Leaving out every line that comes before the one containing "the white distressed", output the rest of the records exactly, the final line included.

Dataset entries
»»

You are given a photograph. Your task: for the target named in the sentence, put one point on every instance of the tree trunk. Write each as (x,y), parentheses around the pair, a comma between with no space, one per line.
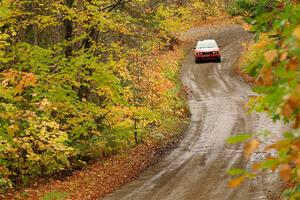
(68,26)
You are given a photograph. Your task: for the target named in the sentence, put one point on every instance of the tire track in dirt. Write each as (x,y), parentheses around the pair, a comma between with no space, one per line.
(197,168)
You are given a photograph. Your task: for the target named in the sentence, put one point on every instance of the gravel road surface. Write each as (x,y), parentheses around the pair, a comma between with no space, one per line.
(197,168)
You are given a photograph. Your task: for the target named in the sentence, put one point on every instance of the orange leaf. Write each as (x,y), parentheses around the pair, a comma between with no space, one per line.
(285,172)
(283,56)
(236,181)
(256,166)
(251,147)
(267,75)
(270,55)
(292,65)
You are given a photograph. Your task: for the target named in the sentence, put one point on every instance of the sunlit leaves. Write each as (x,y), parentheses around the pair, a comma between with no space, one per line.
(235,182)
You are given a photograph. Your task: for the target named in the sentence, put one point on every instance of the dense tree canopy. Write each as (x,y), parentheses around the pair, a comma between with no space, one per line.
(83,78)
(79,79)
(274,61)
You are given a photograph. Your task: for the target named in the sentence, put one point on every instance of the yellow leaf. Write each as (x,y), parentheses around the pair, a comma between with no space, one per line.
(285,172)
(236,181)
(270,55)
(256,166)
(296,32)
(251,147)
(283,56)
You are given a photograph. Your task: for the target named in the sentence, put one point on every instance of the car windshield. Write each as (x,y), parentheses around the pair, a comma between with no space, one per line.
(202,45)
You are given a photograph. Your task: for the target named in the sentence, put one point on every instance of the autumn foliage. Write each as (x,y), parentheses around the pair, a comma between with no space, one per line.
(82,79)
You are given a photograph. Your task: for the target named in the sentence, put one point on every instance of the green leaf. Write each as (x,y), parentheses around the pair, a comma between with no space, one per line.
(238,138)
(236,171)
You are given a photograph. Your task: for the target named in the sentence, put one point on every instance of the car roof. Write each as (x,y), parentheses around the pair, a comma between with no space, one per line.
(206,43)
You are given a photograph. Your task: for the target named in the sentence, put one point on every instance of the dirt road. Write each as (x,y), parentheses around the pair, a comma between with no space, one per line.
(197,168)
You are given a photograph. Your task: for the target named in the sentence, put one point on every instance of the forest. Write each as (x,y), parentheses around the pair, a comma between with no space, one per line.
(272,65)
(88,79)
(82,79)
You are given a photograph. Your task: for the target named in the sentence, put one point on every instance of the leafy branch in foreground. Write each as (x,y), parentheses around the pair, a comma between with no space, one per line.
(274,62)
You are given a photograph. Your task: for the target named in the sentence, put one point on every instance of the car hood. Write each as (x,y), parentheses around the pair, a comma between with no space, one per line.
(207,49)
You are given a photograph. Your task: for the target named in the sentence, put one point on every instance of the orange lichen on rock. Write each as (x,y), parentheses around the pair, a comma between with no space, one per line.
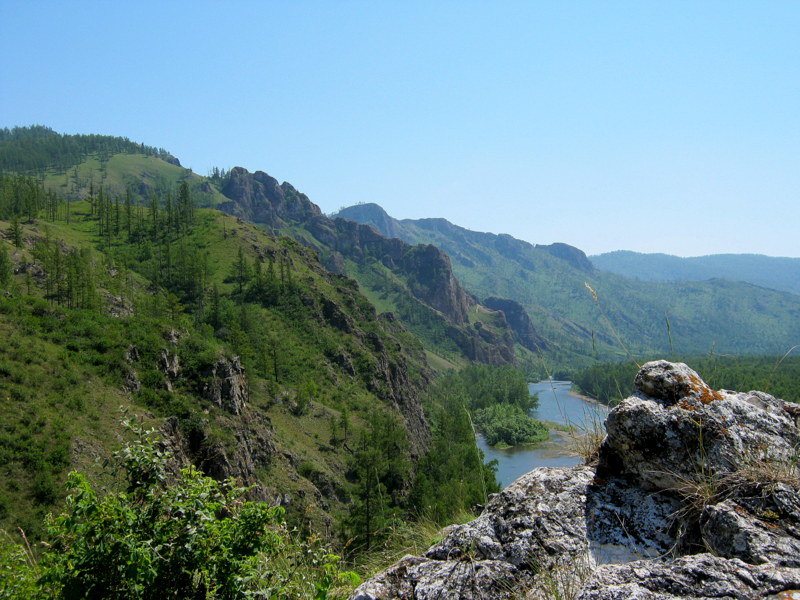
(701,391)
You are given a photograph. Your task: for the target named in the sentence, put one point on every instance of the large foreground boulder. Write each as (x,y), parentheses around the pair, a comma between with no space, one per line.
(695,496)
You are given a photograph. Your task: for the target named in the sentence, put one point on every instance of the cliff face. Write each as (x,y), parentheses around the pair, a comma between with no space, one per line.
(425,269)
(260,198)
(695,496)
(519,321)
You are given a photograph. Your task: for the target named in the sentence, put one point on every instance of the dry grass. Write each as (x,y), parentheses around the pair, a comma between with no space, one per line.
(584,441)
(563,581)
(757,472)
(404,538)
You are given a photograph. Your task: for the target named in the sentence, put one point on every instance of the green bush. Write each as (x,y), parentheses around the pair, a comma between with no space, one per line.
(167,535)
(510,425)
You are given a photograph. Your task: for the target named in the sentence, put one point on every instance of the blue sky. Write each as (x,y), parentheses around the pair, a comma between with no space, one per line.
(650,126)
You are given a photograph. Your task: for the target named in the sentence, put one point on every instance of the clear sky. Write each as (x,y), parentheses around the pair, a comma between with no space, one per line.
(649,126)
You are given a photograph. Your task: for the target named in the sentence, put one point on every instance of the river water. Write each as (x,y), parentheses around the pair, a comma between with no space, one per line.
(557,404)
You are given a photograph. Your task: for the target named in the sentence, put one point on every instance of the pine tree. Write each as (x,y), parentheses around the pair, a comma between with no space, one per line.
(16,232)
(5,266)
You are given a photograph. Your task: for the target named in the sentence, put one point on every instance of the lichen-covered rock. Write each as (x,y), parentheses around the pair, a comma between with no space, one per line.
(676,427)
(547,518)
(632,529)
(768,530)
(698,577)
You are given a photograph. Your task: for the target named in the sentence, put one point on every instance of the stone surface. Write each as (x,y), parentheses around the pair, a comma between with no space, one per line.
(628,529)
(677,427)
(226,385)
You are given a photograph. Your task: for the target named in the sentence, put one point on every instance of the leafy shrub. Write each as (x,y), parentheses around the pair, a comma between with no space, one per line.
(508,424)
(175,536)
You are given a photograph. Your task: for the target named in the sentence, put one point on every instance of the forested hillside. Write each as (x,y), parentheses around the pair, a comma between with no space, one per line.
(416,284)
(587,314)
(777,273)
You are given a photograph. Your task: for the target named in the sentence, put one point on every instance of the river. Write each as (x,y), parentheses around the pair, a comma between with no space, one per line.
(558,404)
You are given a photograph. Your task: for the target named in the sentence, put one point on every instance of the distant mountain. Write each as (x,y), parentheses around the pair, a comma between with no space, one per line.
(778,273)
(413,281)
(550,283)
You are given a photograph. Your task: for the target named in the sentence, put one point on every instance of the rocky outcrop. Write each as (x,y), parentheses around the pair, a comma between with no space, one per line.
(260,198)
(225,385)
(574,256)
(695,496)
(520,323)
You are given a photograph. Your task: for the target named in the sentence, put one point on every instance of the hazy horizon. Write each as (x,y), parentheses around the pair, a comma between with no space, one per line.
(656,128)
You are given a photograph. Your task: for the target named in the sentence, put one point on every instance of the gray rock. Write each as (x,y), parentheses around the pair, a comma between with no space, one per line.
(730,530)
(697,577)
(663,440)
(226,385)
(627,530)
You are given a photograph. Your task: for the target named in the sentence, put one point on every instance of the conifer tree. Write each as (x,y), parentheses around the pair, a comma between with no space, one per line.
(16,232)
(5,266)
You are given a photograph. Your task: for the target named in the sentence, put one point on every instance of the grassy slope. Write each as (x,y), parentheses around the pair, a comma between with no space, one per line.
(733,317)
(140,174)
(61,373)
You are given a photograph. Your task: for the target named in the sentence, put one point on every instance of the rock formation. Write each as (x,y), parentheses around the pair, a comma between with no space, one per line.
(519,321)
(695,496)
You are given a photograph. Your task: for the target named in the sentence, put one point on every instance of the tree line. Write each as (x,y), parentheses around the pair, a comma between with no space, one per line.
(37,148)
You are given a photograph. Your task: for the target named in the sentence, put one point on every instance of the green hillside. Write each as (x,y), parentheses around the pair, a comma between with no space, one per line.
(74,165)
(254,360)
(777,273)
(77,166)
(551,283)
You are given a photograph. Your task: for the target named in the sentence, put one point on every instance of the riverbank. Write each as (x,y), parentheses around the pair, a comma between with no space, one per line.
(559,409)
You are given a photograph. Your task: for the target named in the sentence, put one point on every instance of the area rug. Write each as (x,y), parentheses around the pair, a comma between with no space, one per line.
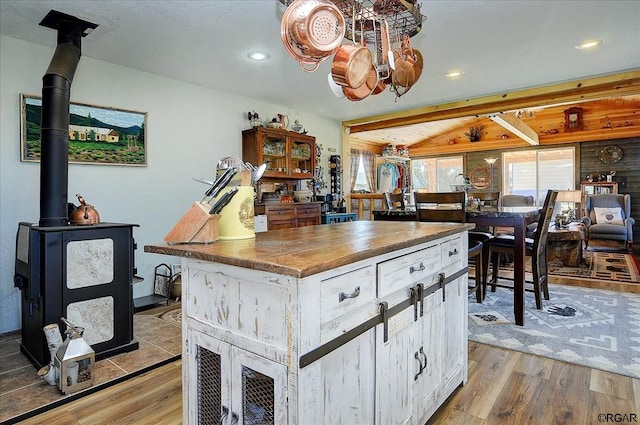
(611,266)
(590,327)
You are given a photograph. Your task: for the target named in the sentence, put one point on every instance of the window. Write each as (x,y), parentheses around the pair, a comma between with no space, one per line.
(533,172)
(362,185)
(435,174)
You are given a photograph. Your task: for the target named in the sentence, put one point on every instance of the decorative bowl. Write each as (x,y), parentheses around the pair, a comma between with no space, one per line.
(302,195)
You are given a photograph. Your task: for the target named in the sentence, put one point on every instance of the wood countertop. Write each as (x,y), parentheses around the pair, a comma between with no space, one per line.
(305,251)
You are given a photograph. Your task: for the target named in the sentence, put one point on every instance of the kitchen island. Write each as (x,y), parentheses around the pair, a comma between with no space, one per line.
(354,323)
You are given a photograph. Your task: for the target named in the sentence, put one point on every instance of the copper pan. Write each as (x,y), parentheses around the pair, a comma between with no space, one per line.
(312,31)
(362,92)
(351,64)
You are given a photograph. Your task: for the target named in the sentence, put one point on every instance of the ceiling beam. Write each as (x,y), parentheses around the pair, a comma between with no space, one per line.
(516,126)
(615,85)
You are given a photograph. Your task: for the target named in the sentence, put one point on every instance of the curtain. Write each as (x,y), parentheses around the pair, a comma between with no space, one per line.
(353,167)
(369,164)
(369,161)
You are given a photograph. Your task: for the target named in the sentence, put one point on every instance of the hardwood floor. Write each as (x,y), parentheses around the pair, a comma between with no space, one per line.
(504,387)
(153,398)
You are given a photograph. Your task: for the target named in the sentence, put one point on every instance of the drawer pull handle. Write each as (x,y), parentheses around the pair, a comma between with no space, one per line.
(425,357)
(234,418)
(414,269)
(343,295)
(225,413)
(417,357)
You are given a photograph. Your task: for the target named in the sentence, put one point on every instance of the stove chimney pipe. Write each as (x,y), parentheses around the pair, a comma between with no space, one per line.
(54,136)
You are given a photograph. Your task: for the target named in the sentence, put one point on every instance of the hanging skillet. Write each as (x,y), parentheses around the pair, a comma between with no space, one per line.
(351,64)
(312,31)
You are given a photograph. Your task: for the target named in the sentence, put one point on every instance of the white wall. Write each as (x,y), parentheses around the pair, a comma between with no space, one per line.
(189,128)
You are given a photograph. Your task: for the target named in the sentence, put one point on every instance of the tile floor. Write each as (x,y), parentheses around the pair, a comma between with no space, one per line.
(22,390)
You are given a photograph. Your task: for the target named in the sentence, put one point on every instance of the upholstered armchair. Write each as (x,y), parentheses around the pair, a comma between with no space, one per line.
(608,217)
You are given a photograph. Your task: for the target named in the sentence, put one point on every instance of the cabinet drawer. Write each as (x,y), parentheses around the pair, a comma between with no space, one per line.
(452,251)
(400,272)
(345,293)
(308,211)
(276,213)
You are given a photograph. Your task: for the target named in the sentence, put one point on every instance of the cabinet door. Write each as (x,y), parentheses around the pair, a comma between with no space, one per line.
(455,326)
(302,158)
(346,384)
(207,392)
(428,338)
(281,217)
(259,390)
(397,364)
(228,385)
(307,215)
(274,154)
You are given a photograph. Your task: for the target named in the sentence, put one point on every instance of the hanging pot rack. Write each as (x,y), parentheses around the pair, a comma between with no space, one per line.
(402,16)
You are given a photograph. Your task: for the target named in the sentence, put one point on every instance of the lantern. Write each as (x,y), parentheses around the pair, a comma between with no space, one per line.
(75,361)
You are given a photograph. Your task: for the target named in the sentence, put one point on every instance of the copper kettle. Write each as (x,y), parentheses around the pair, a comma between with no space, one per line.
(85,214)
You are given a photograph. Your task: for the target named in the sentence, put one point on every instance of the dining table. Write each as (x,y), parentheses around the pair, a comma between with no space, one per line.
(516,218)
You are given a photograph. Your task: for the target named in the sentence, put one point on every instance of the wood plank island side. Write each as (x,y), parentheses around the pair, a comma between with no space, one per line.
(328,324)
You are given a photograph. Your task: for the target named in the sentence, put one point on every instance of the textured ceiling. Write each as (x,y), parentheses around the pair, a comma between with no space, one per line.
(500,45)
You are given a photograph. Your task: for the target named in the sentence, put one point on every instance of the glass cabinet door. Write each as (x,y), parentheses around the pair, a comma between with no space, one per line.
(302,152)
(274,154)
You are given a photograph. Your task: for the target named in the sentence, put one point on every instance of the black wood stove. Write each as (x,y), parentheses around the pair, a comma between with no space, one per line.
(83,273)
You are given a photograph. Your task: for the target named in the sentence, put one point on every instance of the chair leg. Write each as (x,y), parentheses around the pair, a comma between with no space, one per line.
(536,289)
(495,268)
(485,266)
(480,282)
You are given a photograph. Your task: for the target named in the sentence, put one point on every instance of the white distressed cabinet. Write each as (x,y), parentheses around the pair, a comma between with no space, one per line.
(373,341)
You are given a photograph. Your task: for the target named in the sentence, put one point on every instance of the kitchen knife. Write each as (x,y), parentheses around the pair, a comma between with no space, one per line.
(223,201)
(222,182)
(208,195)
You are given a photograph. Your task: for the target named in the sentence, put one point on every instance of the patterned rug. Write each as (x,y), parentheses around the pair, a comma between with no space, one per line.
(590,327)
(613,266)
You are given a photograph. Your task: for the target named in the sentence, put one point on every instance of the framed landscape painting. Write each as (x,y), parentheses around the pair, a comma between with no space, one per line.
(97,135)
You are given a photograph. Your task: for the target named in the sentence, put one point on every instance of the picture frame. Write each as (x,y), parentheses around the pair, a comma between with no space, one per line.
(97,134)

««

> **WRITTEN REPLY**
You are given a photograph. Your task: for the target named in the sentence, put one point on every instance of the white distressed cabinet. Write each as (x,y), parentheses around the pair, a comma between with no space, one per line.
(373,341)
You are given a photograph. Your task: for the target named in the sentence, put one point on every instance of the kitchen knife. Write each as (x,y), parentheses around the pair, a comma between with no space, one per line.
(223,201)
(222,182)
(208,195)
You are given a photograph. Your task: for the target named in the sentence, put one point on every instance of the patterned rug. Write each as (x,y), parentheses around the pair, a comma between with no space, one per line.
(590,327)
(613,266)
You are given a photograph. Your task: for the target named in the sentence, put one point on every instance of the framed landscape painting. Write each as (x,y), parentheses around the pair, a comma between with no space, one per line.
(97,135)
You are given a photograph. Your task: for the target named in the sentence, put one point on every instance of the picture frame. Write each as (x,y), parentheses around the pair, a comma between with no space, one per line.
(97,134)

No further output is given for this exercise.